Task to complete:
Your task is to return the line containing "tank. Do not add anything beyond the points." plus every line after it, exactly and with nothing added.

▼

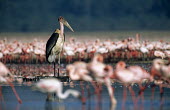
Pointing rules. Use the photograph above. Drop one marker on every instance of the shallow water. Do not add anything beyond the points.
(82, 36)
(35, 100)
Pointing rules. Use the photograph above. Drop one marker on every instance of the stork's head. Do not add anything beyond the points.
(62, 20)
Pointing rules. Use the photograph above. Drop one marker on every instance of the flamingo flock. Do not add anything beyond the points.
(95, 71)
(130, 48)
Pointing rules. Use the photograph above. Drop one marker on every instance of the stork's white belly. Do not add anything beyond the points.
(58, 47)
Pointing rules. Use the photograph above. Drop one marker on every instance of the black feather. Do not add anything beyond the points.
(51, 43)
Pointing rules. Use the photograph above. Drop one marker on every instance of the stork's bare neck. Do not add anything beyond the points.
(61, 28)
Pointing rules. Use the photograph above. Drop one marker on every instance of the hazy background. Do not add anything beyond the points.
(84, 15)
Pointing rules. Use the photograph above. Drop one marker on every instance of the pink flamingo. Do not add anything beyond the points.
(7, 77)
(128, 76)
(102, 73)
(160, 72)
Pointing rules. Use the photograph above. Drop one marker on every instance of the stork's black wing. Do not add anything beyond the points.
(51, 43)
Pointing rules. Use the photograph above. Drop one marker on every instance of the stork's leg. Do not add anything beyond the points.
(58, 64)
(54, 68)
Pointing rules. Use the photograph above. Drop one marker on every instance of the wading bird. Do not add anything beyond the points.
(55, 43)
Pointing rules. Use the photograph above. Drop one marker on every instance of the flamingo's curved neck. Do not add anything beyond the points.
(61, 28)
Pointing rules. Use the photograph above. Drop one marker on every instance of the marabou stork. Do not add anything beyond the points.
(55, 43)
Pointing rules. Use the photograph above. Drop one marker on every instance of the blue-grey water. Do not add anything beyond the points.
(35, 100)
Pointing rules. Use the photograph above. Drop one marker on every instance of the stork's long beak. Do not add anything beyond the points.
(66, 24)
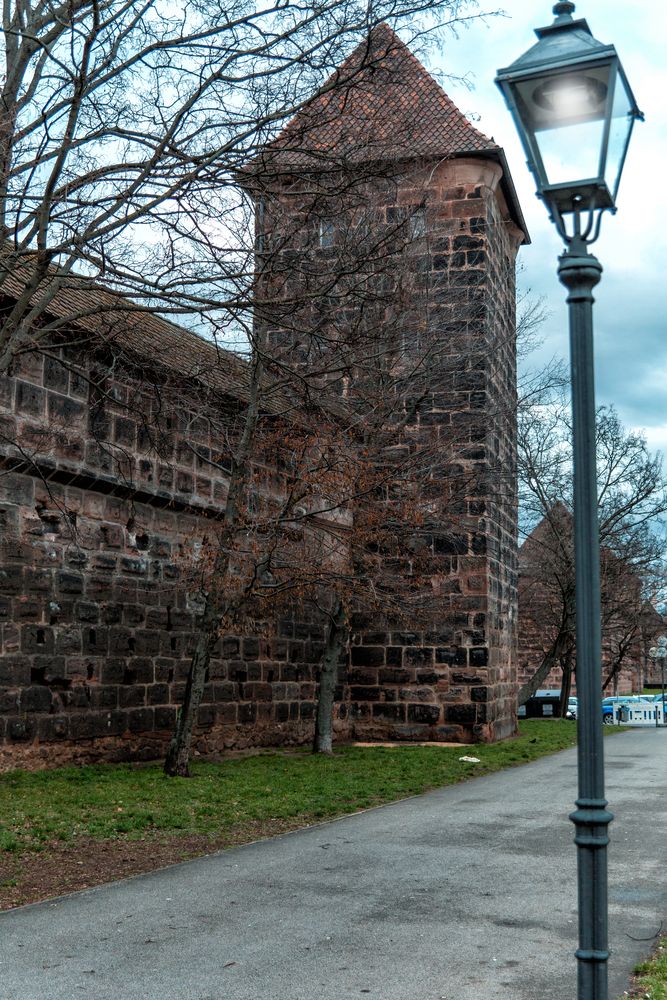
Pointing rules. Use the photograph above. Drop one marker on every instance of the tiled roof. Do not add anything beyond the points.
(108, 317)
(380, 104)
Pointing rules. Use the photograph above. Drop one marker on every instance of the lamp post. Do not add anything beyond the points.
(659, 653)
(574, 111)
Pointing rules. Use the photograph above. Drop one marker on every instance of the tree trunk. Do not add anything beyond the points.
(550, 660)
(567, 664)
(217, 605)
(336, 638)
(178, 755)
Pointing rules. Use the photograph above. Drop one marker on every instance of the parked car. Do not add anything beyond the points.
(623, 699)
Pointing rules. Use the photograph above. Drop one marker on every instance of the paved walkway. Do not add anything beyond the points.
(468, 893)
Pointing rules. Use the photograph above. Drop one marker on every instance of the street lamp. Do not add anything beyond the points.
(659, 653)
(574, 111)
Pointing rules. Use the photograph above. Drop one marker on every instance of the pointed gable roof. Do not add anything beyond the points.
(380, 105)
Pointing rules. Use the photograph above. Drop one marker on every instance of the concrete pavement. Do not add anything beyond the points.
(467, 893)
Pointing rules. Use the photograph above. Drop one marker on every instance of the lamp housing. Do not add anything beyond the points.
(574, 110)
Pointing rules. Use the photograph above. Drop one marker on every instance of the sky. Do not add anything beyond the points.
(630, 315)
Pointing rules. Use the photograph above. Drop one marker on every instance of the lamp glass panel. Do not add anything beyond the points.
(566, 114)
(622, 118)
(571, 153)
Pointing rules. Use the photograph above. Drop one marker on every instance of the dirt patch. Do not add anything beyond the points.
(59, 868)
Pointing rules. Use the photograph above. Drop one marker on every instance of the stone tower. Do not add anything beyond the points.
(382, 159)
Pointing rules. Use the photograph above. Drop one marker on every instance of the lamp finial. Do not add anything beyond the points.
(564, 10)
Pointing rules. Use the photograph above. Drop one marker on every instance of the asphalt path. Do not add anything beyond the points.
(467, 893)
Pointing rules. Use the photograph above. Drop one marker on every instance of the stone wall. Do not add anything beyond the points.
(451, 297)
(98, 608)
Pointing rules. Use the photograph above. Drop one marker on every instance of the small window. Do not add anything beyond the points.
(417, 223)
(326, 232)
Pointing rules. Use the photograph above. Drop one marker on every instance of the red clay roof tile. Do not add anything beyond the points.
(380, 104)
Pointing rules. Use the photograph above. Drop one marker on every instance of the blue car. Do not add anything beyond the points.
(608, 705)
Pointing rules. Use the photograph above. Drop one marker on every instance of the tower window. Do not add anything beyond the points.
(417, 223)
(326, 232)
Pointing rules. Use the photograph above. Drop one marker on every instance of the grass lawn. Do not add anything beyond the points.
(651, 976)
(129, 800)
(73, 827)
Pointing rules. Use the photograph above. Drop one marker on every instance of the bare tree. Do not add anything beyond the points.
(632, 496)
(123, 124)
(129, 142)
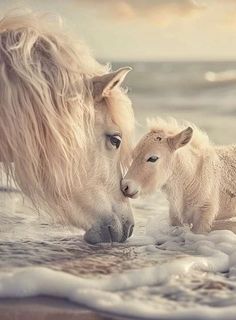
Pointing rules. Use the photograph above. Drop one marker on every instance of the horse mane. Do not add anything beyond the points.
(170, 126)
(46, 109)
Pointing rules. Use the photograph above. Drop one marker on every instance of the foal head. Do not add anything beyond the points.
(153, 161)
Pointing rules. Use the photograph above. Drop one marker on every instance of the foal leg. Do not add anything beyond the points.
(204, 218)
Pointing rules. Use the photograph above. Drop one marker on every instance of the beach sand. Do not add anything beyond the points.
(45, 308)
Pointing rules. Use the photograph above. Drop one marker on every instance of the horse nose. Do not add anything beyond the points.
(130, 188)
(112, 231)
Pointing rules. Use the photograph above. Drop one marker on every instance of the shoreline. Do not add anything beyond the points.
(47, 308)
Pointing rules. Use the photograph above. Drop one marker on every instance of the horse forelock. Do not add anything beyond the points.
(46, 109)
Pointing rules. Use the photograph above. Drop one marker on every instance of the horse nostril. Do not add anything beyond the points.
(131, 229)
(125, 189)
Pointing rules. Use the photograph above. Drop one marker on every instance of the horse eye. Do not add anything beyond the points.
(115, 141)
(152, 159)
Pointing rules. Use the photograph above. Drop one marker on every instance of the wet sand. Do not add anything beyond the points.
(45, 308)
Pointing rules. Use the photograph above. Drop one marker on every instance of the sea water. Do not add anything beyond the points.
(161, 271)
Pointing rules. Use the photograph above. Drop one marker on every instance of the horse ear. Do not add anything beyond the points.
(103, 85)
(180, 139)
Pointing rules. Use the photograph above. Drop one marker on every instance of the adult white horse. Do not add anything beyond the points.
(65, 127)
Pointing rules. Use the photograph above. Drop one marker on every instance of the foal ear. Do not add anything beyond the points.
(180, 139)
(103, 85)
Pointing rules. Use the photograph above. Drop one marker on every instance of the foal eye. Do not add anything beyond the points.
(115, 141)
(152, 159)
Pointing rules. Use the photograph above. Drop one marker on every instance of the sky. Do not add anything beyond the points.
(147, 30)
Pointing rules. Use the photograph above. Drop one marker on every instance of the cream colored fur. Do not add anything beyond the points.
(57, 108)
(198, 178)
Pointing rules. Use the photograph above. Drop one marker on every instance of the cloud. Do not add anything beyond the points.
(158, 12)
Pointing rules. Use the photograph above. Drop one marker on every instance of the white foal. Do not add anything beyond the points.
(198, 178)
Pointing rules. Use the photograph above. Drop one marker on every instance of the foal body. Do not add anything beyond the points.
(198, 178)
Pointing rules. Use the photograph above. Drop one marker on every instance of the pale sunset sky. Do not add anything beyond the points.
(147, 30)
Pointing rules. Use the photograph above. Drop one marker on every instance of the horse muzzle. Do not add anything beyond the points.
(110, 229)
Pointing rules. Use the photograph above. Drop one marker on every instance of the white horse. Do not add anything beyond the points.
(66, 125)
(198, 178)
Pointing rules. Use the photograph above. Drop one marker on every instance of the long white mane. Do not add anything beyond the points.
(46, 108)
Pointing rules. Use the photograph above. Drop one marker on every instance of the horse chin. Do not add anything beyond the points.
(110, 229)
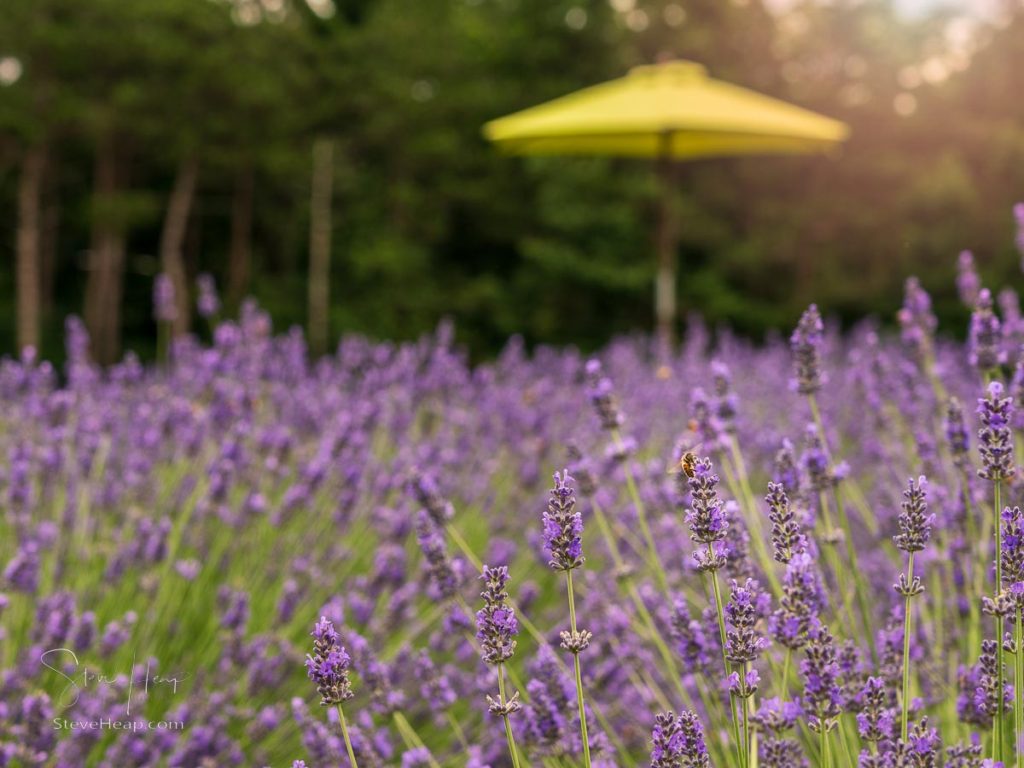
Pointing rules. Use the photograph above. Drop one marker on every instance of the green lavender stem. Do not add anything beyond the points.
(344, 734)
(851, 551)
(1019, 688)
(631, 486)
(740, 752)
(576, 663)
(410, 734)
(744, 706)
(906, 650)
(999, 724)
(508, 726)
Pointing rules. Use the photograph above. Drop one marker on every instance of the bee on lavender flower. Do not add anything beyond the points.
(686, 464)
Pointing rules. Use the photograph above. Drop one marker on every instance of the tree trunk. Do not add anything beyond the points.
(667, 242)
(173, 237)
(240, 252)
(50, 227)
(320, 245)
(29, 238)
(107, 255)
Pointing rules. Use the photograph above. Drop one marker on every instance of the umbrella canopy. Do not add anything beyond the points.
(669, 110)
(672, 111)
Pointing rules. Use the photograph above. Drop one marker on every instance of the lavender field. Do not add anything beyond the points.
(807, 552)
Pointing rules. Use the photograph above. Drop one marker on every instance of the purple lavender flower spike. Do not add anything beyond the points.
(563, 525)
(916, 321)
(802, 599)
(443, 582)
(602, 395)
(956, 436)
(986, 695)
(496, 631)
(742, 644)
(806, 346)
(329, 665)
(678, 741)
(429, 497)
(23, 570)
(995, 442)
(772, 720)
(877, 721)
(984, 341)
(785, 536)
(706, 517)
(1019, 239)
(821, 692)
(496, 622)
(1013, 551)
(968, 282)
(914, 520)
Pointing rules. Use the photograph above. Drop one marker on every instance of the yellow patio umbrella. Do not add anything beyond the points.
(667, 112)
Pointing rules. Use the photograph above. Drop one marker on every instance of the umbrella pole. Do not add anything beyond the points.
(665, 286)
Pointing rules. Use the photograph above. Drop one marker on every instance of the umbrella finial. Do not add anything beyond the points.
(674, 69)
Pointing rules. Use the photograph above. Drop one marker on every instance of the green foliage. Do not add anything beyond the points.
(430, 221)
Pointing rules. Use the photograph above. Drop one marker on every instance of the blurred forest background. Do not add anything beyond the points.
(187, 136)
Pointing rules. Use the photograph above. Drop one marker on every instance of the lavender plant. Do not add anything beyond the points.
(180, 527)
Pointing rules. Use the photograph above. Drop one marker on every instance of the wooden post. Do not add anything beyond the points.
(173, 237)
(320, 245)
(29, 252)
(666, 243)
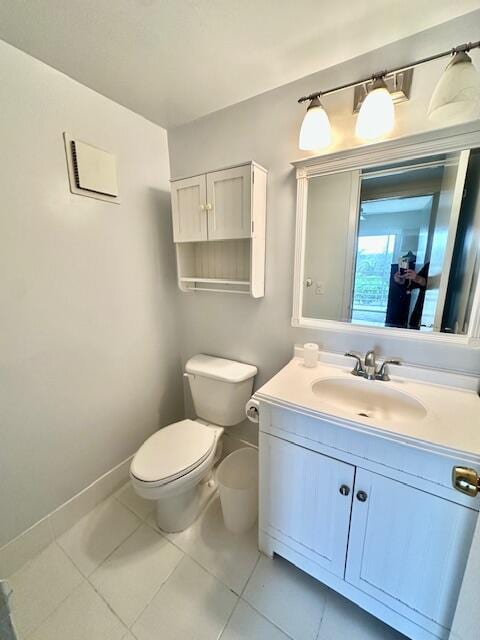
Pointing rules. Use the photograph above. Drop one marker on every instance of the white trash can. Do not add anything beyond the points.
(237, 478)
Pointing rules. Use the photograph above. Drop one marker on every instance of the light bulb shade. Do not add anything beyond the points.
(315, 132)
(456, 97)
(377, 113)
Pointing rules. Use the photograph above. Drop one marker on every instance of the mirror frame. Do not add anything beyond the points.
(451, 139)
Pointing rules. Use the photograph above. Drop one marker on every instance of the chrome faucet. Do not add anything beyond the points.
(370, 365)
(368, 369)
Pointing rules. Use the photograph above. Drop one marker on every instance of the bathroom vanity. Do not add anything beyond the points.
(356, 485)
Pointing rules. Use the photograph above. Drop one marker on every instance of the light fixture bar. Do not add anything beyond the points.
(451, 52)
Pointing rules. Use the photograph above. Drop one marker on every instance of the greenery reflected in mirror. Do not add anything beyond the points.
(395, 246)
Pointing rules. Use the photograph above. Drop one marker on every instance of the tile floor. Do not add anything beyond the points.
(113, 576)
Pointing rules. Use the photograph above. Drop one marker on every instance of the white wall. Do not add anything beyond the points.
(88, 339)
(265, 128)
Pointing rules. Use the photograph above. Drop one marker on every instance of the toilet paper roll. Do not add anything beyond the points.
(252, 410)
(310, 354)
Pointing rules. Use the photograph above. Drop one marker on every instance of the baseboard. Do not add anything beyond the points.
(26, 545)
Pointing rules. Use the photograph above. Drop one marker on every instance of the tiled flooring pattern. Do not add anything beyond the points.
(113, 576)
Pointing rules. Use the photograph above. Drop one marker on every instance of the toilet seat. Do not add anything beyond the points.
(173, 452)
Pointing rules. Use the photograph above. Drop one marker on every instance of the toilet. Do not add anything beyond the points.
(174, 466)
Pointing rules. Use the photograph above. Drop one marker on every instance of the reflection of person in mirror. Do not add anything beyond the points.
(413, 279)
(405, 310)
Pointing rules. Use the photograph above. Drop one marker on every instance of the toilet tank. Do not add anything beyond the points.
(220, 388)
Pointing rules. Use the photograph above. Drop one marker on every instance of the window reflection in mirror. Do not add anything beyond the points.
(396, 246)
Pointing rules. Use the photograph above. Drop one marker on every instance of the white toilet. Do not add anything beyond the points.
(174, 466)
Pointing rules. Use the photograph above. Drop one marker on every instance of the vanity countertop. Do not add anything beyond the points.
(452, 408)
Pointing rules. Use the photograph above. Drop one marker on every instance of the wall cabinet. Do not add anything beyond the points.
(393, 547)
(219, 230)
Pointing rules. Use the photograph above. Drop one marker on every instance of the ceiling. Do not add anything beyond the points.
(175, 60)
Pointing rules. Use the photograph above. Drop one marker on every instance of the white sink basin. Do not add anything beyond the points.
(368, 399)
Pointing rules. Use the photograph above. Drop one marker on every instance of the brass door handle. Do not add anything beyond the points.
(466, 480)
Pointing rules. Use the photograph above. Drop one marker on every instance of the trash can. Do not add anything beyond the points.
(237, 478)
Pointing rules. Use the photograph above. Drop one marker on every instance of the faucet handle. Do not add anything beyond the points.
(383, 372)
(358, 369)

▲

Full response:
Pointing rules. Use the photograph above. Drop one marker on every instance of the toilet tank. Do not add anything beyond the points.
(220, 388)
Pointing rules. Use the photograph above. Drop one marker on every instance of the window reflection in mirror. Do not add anything beyond the points.
(396, 246)
Pointing rules. Use the photograph above. Drop one marker on every instance of the white toilet. Do not add anything beyond the points.
(174, 466)
Pointing rules. Use the photograph above. Drop one marker on every instance of the vanity countertop. Do not add anything beyond the points.
(452, 408)
Pointing rules. Use the photograph above. Drop one marker on every instance of the wall cabinet. Do not add anything beyond the points.
(393, 547)
(219, 230)
Pointing rules. Use the photograph above. Drop one marker on every instance of the ceiling. Do not add anything beyond the points.
(175, 60)
Pointing rules. Use the photograph above. Drop one marker on every instance of the white sink basin. Do not add anything beyond the points.
(368, 399)
Pointing rules. Use the photograph above. Drop one marker on every instance of the brass door handle. Do not add anything beyond the points.
(466, 480)
Pointing rules. Use the photograph above. Drop one marker on every instance of the trash can. Do not add anything beyond the points.
(237, 478)
Pointing rules. Use the photograph above. Drop one marker on every instance of the faucet handle. Do not add anything beyond the points.
(383, 372)
(358, 369)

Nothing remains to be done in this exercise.